- _Instruções_
a – Responda com base na notícia sobre a homenagem a Ciro Gomes:
(i) A quantos quilômetros de Fortaleza fica Camocim?
(ii) Em que data o vereador Marcos Coelho apresentou o requerimento?
(iii) Qual foi o resultado da votação do requerimento?
b – Continue a notícia sobre a homenagem a Ciro Gomes a partir da última frase apresentada.

- _Texto selecionado_
Taynara Lima, O POVO

Câmara Municipal de Camocim rejeita homenagem a Ciro Gomes

Texto de autoria do vereador Marcos Coelho destacava a trajetória do ex-governador. Requerimento foi desaprovado por 8 votos contrários contra 5 favoráveis

Câmara Municipal de Camocim, município localizado a 317,3 quilômetros de Fortaleza, desaprovou uma homenagem ao ex-ministro e ex-governador do Ceará Ciro Gomes (PSDB). 

O requerimento para a homenagem foi apresentado em 24 de outubro pelo vereador Marcos Coelho (Republicanos), que pediu uma sessão solene em homenagem a Ciro. No documento, ele justifica que o ato seria “em reconhecimento às relevantes contribuições prestadas ao desenvolvimento de Camocim, especialmente nas áreas da saúde e do saneamento básico”.

Sobre o assunto

Como Ciro Gomes desencadeou briga entre Michelle e os filhos de Bolsonaro

Bolsonaro e Ciro Gomes conversaram? Entenda

O texto destaca a trajetória do ex-ministro e fala sobre o período em que Ciro atuou como governador (1991-1994): “Sob sua liderança, Camocim foi contemplado com importantes obras e programas de grande impacto social e econômico”. A solicitação foi desaprovada por 8 votos a 5.

Em sessão na quarta-feira, 3, Coelho demonstrou indignação com a rejeição da homenagem a Ciro e criticou o vereador Kleber (PSB).

- _Dados extraídos_

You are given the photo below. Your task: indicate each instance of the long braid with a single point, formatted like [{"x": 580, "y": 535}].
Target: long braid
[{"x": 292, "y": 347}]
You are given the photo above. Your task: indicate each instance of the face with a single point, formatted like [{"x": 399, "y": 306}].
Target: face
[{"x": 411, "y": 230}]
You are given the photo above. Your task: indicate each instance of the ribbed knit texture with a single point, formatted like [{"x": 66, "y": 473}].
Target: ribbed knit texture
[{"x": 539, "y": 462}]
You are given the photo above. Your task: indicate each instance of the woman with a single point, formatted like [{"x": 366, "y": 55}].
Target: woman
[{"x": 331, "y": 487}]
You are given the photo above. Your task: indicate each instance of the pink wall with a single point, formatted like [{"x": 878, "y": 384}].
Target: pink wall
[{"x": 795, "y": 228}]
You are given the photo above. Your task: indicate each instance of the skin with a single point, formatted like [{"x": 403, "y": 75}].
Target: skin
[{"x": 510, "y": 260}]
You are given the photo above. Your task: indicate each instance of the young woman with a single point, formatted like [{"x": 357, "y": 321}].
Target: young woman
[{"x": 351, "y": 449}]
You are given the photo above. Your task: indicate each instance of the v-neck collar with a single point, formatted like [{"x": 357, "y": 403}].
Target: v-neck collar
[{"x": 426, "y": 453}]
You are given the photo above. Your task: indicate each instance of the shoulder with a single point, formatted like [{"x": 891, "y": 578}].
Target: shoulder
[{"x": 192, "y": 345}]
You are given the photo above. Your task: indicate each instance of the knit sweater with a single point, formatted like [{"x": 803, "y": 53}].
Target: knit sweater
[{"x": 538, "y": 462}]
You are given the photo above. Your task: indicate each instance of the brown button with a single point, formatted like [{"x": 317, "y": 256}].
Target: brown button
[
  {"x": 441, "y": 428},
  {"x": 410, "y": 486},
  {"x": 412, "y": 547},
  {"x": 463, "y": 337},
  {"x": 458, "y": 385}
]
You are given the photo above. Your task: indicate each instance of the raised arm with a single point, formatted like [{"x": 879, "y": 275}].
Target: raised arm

- _Respostas esperadas_
a –
(i) 317,3 quilômetros.
(ii) Em 24 de outubro.
(iii) Foi desaprovado por 8 votos contrários contra 5 favoráveis.

b –
“Também reclamo aqui e estou surpreso, porque homenagear as pessoas, nós sempre homenageamos aqui, independentemente de quem seja. Mas vereador Kleber, vossa excelência orientar a sua bancada para votar contra o ex-governador Ciro Gomes. Vossa excelência não tem memória. E eu poderia aqui fazer o contrário, não apoiar, mas fui o autor, porque eu reconheço no governador Ciro Gomes não apenas um grande cearense, mas um grande brasileiro”, argumentou.

Em seguida, o vereador chamou o colega de “covarde” e afirmou que Kleber teria orientado a bancada “para se sujeitar ao governador Elmano de Freitas”, citando outros vereadores.

“Vossa Excelência orienta a bancada aqui de forma covarde. Está sendo covarde. É a menor palavra que eu posso dizer com vossa excelência é essa. Vossa excelência é um covarde. E orientar dessa forma para se sujeitar ao governador Elmano de Freitas. De uma forma interesseira, vossa excelência nem votou no governador Elmano, mas para se subordinar, para ficar de joelhos ao governador Elmano de Freitas [...] Qualquer um outro poderia, menos vossa excelência votar contra uma moção de aplausos aqui ao ex-governador Ciro Gomes”, continuou.  

Ciro foi pivô de divergência na oposição nacional

No Ceará, o PSB faz parte da base aliada do governador Elmano de Freitas, com o senador Cid Gomes (PSB) como um dos principais líderes no Estado.

Já o irmão de Cid, Ciro Gomes, se filiou ao PSDB em outubro. Ele é um dos principais críticos da gestão Elmano e se aproximou de nomes da oposição no Estado, como o deputado federal André Fernandes (PL) e o ex-deputado Capitão Wagner (União Brasil). Apesar de não ter confirmado, Ciro é um possível nome da oposição para a disputa pelo Governo do Ceará em 2026.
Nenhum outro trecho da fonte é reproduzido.